• WRITTEN PROBLEM A:
In the post about the Bojong Menje temple ruin, on what date did the writer visit the site?

• SELECTION:
▶
I’ve been having this in mind that spending my leisure time for a stroll in a mall or even to a public tourist area is boring (and definitely so not-me). Then I decided to do a different thing: something to do with my deep secret inclination in Archeology and mix it with my effort to get familiar with my new Canon 7D. I thought about an ancient cave of Pawon, about 25 Km from Bandung to the west, but I found that it’s quite far and the remoteness of the place would seem to tire me more than make me happy. Beside, I can only afford this whole
preciousSunday. Then my search hit this ruin of an ancient temple, called Bojong Menje. It’s around the sub-district of Rancaekek. A colleague friend of mind lives there, so I could use his help to lead me to the location.
I know I am not the first to write about this place. In fact, I have searched for just about everything that other people has done on it (some of them are 100% identical, be it on different blogs). The way I see it, my writing here is like an update of the current situation of the site. At least, picture wise. I visited this place in 18th February 2012.
I imagined that it would not be anything much than a ruin, of stones of course. When I got there, it was worst. It was hardly of a place that tourist would drop by. Truly, I was sad for how the site looked like. It’s in a such a remote spot that you have to go through a very narrow alley in the middle of almost slummy housings :
First, the location. The coordinate is Latitude: 6°57’57.57″S and Longitude: 107°48’6.60″E. Using satellite view of Google Maps, it would look like this :
The main site was surrounded by iron fence. When I got there the place was locked up. There was nobody there. Not even someone who are supposed to be the caretaker for the site; leaving just me and my friend wondering as who to ask around. A blog has informed me that an old man named Pak Rohman should have been there for the job. Was it because it was Sunday ? He has made up his mind to the media about taking care of this temple. He was barely seen.
◀
• WRITTEN PROBLEM B:
How many lines of the records contain the word "hoodie"? Reply with the number only.

(Pointing dataset records)
▶
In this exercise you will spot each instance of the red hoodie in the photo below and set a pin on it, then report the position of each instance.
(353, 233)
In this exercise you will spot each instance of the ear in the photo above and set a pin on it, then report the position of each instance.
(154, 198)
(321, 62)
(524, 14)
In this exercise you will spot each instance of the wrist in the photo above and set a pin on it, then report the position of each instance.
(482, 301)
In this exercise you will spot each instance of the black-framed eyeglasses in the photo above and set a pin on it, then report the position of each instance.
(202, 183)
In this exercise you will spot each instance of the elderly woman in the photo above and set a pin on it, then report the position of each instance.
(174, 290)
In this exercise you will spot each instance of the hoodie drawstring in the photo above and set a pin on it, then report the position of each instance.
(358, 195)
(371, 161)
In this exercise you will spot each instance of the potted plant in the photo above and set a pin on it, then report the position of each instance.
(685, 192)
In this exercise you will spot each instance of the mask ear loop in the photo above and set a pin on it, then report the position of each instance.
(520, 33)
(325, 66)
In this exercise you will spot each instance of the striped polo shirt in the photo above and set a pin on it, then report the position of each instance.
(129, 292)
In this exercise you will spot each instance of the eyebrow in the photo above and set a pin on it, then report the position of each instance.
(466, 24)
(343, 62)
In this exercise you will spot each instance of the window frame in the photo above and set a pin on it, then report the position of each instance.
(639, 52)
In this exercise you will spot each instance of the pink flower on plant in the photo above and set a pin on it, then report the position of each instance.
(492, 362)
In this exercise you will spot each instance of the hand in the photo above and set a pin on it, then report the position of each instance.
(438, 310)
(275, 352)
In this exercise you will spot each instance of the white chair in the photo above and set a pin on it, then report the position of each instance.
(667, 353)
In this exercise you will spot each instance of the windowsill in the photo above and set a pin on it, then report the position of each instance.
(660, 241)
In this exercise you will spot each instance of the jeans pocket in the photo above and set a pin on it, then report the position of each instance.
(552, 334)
◀
• RIGHT ANSWER A:
18th February 2012

• RIGHT ANSWER B:
2